What is needed :: Reproduce each record below exactly as written.

Dataset ::
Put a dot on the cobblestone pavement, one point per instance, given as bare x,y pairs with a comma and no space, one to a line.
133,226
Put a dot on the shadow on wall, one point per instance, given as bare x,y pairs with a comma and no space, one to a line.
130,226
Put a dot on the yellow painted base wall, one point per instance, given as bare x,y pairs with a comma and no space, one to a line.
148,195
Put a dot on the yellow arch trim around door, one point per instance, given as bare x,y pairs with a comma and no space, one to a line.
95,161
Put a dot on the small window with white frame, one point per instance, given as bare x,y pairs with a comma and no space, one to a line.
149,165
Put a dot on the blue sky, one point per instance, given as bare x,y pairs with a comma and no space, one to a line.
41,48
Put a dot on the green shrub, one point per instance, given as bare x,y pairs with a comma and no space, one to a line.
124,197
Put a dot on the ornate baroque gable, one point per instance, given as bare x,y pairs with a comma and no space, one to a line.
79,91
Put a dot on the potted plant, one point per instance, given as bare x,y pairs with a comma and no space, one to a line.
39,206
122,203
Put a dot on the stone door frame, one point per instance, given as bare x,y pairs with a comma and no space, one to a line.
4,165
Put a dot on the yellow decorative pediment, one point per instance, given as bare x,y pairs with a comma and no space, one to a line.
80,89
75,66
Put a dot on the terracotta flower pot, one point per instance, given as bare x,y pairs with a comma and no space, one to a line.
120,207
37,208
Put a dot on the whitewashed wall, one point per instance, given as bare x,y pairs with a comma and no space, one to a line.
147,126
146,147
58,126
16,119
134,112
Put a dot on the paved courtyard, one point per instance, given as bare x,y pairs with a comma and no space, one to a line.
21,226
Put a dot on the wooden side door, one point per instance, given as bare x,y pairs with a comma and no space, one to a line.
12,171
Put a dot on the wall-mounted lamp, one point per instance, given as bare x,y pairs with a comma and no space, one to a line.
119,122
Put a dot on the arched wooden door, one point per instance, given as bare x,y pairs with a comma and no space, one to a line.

Result of this task ::
Put a dot on the cobblestone pavement, one point per instance, given as bare x,y pairs with a comma and no space, one to a line.
133,226
Put a dot on the shadow on wall, one point per instance, given as bare x,y pairs with a comma and no space, one to a line.
130,226
Put a dot on the yellow painted base wall, one point per instance, given as bare x,y pairs with a comma and no space, one to a line.
148,195
Put a dot on the yellow arch trim around door, one point per instance, given as bare x,y pairs with a comma and no space, one to a line.
95,161
Put a dot on the small window with white frame, one point per instance, given as bare x,y pairs with a comma and no space, one to a line.
149,165
Put a dot on the blue sky, one point per instance, given as bare x,y pairs with a comma and no space, one to a line.
41,48
Put a dot on the green shrub, one point per instance, given as bare x,y pairs with a comma and no space, one to a line.
124,197
Put a dot on the ornate baroque gable, one point per instance, given as bare x,y pairs with a comma and no space, one to a line.
79,91
Put a dot on the potted plant, one point per instance, given as bare x,y pairs with a comma and no space, one to a line.
39,206
122,203
Put a dot on the stone door frame, one point per instance, given as bare x,y pairs with a comma and no space, one to a line.
4,165
Put a dot on the yellow decorative pediment, one point per instance, given as bare x,y pairs with a comma and no space, one to a line.
80,89
75,66
Put a dot on the terracotta flower pot, one point per instance, given as bare x,y pairs with a comma and no space, one to a line.
120,207
37,208
Put a dot on the whitewashed wall, one point per instance, given as bare x,y pairs with a comma and no space, one to a line.
147,126
146,147
58,126
16,119
134,112
Put a dot on the paved courtyard, one point per instance, given as bare x,y pairs with a comma and no space, one to a line.
21,226
Put a dot on the wooden side door, one point per instance, given as bare x,y pairs with a comma and no space, one to a line.
12,171
Put a dot on the wall-mounted lamp, one point per instance, given as bare x,y pairs with a comma and no space, one to a line.
119,122
Put a dot on the arched wooden door, one point per instance, given as bare x,y pairs with a comma and no space, one to a line.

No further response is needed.